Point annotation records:
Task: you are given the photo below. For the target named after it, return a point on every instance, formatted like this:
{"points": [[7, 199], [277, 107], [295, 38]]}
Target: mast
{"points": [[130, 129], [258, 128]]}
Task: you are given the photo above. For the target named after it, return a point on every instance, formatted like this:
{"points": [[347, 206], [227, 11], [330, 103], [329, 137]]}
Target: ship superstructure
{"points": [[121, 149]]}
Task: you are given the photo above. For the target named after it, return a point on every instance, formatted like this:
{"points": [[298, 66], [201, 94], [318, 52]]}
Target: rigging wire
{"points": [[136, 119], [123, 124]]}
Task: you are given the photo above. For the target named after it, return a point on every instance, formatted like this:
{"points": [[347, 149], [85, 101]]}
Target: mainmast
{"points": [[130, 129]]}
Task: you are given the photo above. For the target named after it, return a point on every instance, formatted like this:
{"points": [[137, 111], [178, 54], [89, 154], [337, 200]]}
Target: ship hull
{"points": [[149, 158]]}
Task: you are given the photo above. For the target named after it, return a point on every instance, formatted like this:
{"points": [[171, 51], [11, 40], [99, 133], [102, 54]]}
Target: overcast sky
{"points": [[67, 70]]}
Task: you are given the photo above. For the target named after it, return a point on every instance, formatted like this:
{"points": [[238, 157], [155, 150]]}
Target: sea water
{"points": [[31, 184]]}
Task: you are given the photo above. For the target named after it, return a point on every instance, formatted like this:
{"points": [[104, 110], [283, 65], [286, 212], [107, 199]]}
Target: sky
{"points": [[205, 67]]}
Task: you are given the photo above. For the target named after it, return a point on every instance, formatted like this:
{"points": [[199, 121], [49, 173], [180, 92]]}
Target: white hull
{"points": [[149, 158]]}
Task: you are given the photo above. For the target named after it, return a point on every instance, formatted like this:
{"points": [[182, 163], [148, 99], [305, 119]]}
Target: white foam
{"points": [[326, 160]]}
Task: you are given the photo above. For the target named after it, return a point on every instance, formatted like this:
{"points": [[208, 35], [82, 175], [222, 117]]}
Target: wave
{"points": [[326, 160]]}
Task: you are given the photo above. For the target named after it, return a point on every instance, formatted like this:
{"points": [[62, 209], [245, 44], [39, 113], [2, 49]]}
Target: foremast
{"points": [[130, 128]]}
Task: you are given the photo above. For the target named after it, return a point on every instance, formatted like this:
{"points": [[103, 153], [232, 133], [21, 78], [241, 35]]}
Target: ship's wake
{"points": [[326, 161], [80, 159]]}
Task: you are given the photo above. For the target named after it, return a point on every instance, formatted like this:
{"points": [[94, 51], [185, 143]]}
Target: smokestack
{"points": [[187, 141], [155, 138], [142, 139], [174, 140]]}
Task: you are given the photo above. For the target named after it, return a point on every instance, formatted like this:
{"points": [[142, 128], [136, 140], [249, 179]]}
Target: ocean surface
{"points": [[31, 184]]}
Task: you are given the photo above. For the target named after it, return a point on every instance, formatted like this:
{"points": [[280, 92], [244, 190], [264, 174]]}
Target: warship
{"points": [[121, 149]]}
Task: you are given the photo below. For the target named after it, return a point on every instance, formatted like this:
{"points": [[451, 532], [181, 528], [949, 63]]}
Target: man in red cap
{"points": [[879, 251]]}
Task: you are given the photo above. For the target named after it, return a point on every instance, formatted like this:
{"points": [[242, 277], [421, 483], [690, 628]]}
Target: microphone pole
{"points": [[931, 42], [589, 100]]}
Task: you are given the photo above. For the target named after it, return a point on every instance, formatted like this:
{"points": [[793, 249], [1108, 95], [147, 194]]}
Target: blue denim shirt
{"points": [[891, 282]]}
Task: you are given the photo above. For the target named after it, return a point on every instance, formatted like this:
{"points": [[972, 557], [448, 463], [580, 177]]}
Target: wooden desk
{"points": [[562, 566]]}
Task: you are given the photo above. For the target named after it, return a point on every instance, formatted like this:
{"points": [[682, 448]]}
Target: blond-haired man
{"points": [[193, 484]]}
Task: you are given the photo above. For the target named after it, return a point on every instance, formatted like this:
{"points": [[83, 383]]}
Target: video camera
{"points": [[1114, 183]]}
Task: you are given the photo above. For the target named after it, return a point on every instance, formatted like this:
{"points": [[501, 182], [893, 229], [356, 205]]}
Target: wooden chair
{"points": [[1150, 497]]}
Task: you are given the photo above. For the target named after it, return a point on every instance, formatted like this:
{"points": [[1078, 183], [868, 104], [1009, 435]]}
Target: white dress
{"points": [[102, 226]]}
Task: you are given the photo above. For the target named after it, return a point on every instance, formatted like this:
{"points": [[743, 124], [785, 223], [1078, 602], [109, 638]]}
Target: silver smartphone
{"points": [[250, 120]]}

*Problem details*. From the records above, extract each line exactly as shown.

*Result below*.
Task: you are given the photo below. For the target named after it, return a point on every instance, formatted like this:
{"points": [[7, 199], [277, 107], [295, 38]]}
Target: mast
{"points": [[130, 129], [258, 128]]}
Task: you are given the photo above. For the target named after it, return a point on every instance, formatted like this:
{"points": [[347, 206], [227, 11], [330, 103], [329, 137]]}
Target: ship superstructure
{"points": [[121, 149]]}
Task: you are given the photo above. For the target named after it, return a point on every instance, formatted like this:
{"points": [[298, 66], [201, 94], [318, 52]]}
Target: rigging wire
{"points": [[136, 119], [123, 124]]}
Task: you are given the photo above. For the target named after it, return a point on every instance, formatted like this:
{"points": [[347, 149], [85, 101]]}
Target: mainmast
{"points": [[130, 129]]}
Task: you are given the photo above. For the target named after it, return a point on every instance, formatted like this:
{"points": [[137, 111], [178, 54], [89, 154], [337, 200]]}
Target: ship hull
{"points": [[149, 158]]}
Task: you are given the photo above. For the target named after it, return a point on every instance, formatted like this:
{"points": [[171, 51], [11, 40], [99, 133], [102, 54]]}
Target: overcast sky
{"points": [[67, 70]]}
Task: you are given the photo above. For the target named after it, return a point on every instance, formatted like this:
{"points": [[238, 157], [155, 150]]}
Target: sea water
{"points": [[31, 184]]}
Task: you are given the photo above. For the target named after it, return a point on every instance, formatted like this:
{"points": [[104, 110], [283, 65], [286, 212], [107, 199]]}
Target: sky
{"points": [[205, 67]]}
Task: you are given the photo above. For the target named after it, return a point on every instance, formatted like this:
{"points": [[199, 121], [49, 173], [180, 92]]}
Target: white hull
{"points": [[149, 158]]}
Task: you are given the photo above. For the target named after it, return a point on every instance, formatted like this:
{"points": [[182, 163], [148, 99], [305, 119]]}
Target: white foam
{"points": [[326, 160]]}
Task: you are given the photo above. For the target named after it, return a point on every instance, formatted like this:
{"points": [[208, 35], [82, 175], [222, 117]]}
Target: wave
{"points": [[326, 160]]}
Task: you are given the photo above. For the target named after it, return a point on every instance, formatted like this:
{"points": [[62, 209], [245, 44], [39, 113], [2, 49]]}
Target: foremast
{"points": [[130, 128]]}
Task: you are given the photo above. For the target named after it, return a point on every instance, formatted like this:
{"points": [[103, 153], [232, 133], [21, 78], [241, 35]]}
Target: ship's wake
{"points": [[326, 161], [80, 159]]}
Task: you are given the photo above. For the target named after it, return a point on every instance, formatted like this:
{"points": [[94, 51], [185, 143]]}
Target: smokestack
{"points": [[187, 141], [155, 138], [142, 139], [174, 140]]}
Task: you are given the photo above. For the target named after it, return a point on every instance, formatted like this:
{"points": [[142, 128], [136, 140], [249, 179]]}
Target: ocean surface
{"points": [[31, 184]]}
Task: you are given the photo above. For the target named after it, return a point on every instance, formatted like this:
{"points": [[280, 92], [244, 190], [264, 174]]}
Target: warship
{"points": [[121, 149]]}
Task: you are given the photo below. For the target named after it, return a point on every instance, formatted like this:
{"points": [[451, 532], [181, 528], [949, 63]]}
Target: man in red cap
{"points": [[879, 251]]}
Task: you are given the photo above. For the target named after it, return a point on every instance, formatted like this:
{"points": [[242, 277], [421, 483], [690, 628]]}
Target: microphone pole
{"points": [[931, 42], [589, 100]]}
Task: you are given the photo above. For the target named after it, return a point on every instance, formatted like this:
{"points": [[793, 249], [1108, 95], [147, 194]]}
Target: blue denim shirt
{"points": [[891, 282]]}
Task: you are given the photo above. For the target named after it, return a point on every instance, formatted like this:
{"points": [[972, 557], [448, 463], [580, 177]]}
Target: wooden desk
{"points": [[562, 566]]}
Task: you are given the photo above. For the target named after it, return a point on every instance, formatted like this:
{"points": [[682, 448]]}
Target: blond-haired man
{"points": [[193, 484]]}
Task: you are given the photo above. For the target named after it, return a point on every instance, formatted like this:
{"points": [[83, 383]]}
Target: video camera
{"points": [[1114, 183]]}
Task: you are given the photo above. For the target named after it, return a point on every instance, formatted like this:
{"points": [[501, 182], [893, 229], [356, 205]]}
Target: wooden chair
{"points": [[1150, 497]]}
Task: you are given the photo above. For the target named after it, return a point on every instance, formatted like this:
{"points": [[1078, 183], [868, 104], [1009, 435]]}
Target: white dress
{"points": [[102, 226]]}
Task: you are given the photo above. For the target named after it, return a point on every instance, formatted like this:
{"points": [[743, 124], [785, 223], [1078, 602], [109, 638]]}
Target: silver smartphone
{"points": [[250, 120]]}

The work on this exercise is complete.